### Objective
Write out each line exactly as it stands, please.

### Data for the task

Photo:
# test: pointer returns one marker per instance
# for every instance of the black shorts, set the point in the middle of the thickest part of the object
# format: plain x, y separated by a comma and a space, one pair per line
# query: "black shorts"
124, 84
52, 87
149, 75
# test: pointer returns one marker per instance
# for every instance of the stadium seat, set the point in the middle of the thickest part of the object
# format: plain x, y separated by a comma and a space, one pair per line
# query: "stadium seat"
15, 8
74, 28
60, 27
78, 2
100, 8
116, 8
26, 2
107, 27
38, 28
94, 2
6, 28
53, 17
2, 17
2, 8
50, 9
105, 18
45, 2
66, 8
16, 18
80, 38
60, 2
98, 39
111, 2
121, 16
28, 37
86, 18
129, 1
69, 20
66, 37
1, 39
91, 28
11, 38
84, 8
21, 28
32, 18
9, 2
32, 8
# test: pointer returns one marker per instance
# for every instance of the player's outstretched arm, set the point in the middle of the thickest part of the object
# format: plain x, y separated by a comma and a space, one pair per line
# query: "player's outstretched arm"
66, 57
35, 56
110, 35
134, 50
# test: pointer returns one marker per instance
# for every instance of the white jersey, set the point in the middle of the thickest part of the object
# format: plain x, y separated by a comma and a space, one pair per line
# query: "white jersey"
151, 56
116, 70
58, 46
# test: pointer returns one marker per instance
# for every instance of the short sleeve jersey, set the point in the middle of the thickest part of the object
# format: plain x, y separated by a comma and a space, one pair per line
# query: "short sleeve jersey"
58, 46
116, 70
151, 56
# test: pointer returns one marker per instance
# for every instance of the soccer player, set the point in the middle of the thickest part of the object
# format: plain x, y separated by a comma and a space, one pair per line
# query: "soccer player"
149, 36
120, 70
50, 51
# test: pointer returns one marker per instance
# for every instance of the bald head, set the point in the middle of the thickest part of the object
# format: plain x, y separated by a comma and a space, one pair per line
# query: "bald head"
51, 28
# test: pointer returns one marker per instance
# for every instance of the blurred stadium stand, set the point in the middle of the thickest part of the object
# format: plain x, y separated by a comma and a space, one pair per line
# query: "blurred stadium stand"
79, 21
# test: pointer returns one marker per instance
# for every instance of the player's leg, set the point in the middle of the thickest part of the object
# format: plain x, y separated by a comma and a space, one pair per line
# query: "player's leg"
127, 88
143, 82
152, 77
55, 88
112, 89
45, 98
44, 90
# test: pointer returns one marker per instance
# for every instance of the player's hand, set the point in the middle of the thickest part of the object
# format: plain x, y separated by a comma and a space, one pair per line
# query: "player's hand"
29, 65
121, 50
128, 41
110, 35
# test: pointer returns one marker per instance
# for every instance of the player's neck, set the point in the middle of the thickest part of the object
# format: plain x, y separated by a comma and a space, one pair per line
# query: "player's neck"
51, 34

### Answer for the task
Photo:
# test: pointer returns one marker per instance
# for every instance of the black shorts, set the point in the middle of the thickest part of the object
# format: plain x, y separated by a comma and a space, one pair per line
# query: "black shorts"
124, 84
52, 87
149, 75
# test: pointer returns one marker per instance
# for every instance of the stadium seat, set the point in the middle of the thickest part of the object
# format: plain x, y separated by a comma and a space, one pair per line
# query: "stadium seat"
15, 8
74, 28
60, 27
78, 2
100, 8
116, 8
26, 2
107, 27
38, 28
94, 2
6, 28
53, 17
2, 17
2, 8
50, 9
105, 18
45, 2
66, 8
16, 18
80, 38
60, 2
98, 39
111, 2
121, 16
28, 37
86, 18
129, 1
69, 20
66, 37
1, 39
91, 28
11, 38
84, 8
21, 28
32, 18
9, 2
32, 8
# test: pointer returns one marker per instance
# for every instance of the player's outstretched arm, set the point in the middle of the thickest part of the object
# format: plain x, y separated by a comma and a space, one pair per line
# query: "player's outstretched arm"
66, 57
35, 56
110, 35
134, 50
# test: pointer returns one marker per instance
# for every instance of the white jersey, set the point in the middle of the thickest part of the object
# format: plain x, y separated by a comma and a space, one pair per line
# query: "white jersey"
151, 56
116, 70
58, 46
# test: pointer returns one marker per instance
# for every instance of the short sleeve jersey, set the point in the middle of the thickest part of the object
# format: plain x, y separated by a comma and a space, one pair per line
# query: "short sleeve jersey"
58, 46
116, 70
151, 56
# test: pointer returns one marker per instance
# for every instance of the soccer player, set the point in the middle of the thickest part of the object
# format: plain x, y separated by a comma and a space, one pair per line
# query: "soccer player"
149, 36
120, 70
50, 51
# test: pointer returns one marker per instance
# for every instance of the bald head, set the point in the middle of the thickest part of the object
# format: plain x, y separated by a comma and a space, one pair per line
# query: "bald head"
51, 28
# test: pointer returns one marker per instance
# for every instance of the blurred stadium stand, set the point in the middle of the thickest part of the object
# format: plain x, y separated by a comma and a space, one pair per line
# query: "blurred stadium stand"
79, 21
# test: pointer returns one marker per instance
# for every instance of the player's leg, set the point in the middle of the thickest part of the object
# format: plain x, y separated by a comma and a space, one pair per line
# query: "player's leg"
127, 88
143, 82
152, 77
55, 88
112, 89
45, 98
44, 90
# test: pointer returns one marker per instance
# for every instance of the player's hand, set the point in the middle of the thickest part of the object
# format: plain x, y separated by a comma and a space, one pair per line
# query: "player's hand"
29, 65
121, 50
128, 41
110, 35
# test: pointer returns one marker per instance
# for every instance of the player's neck, set the point in the middle of the thickest part of the object
# format: plain x, y separated by a comma and a space, one pair per line
# query: "player's neck"
51, 34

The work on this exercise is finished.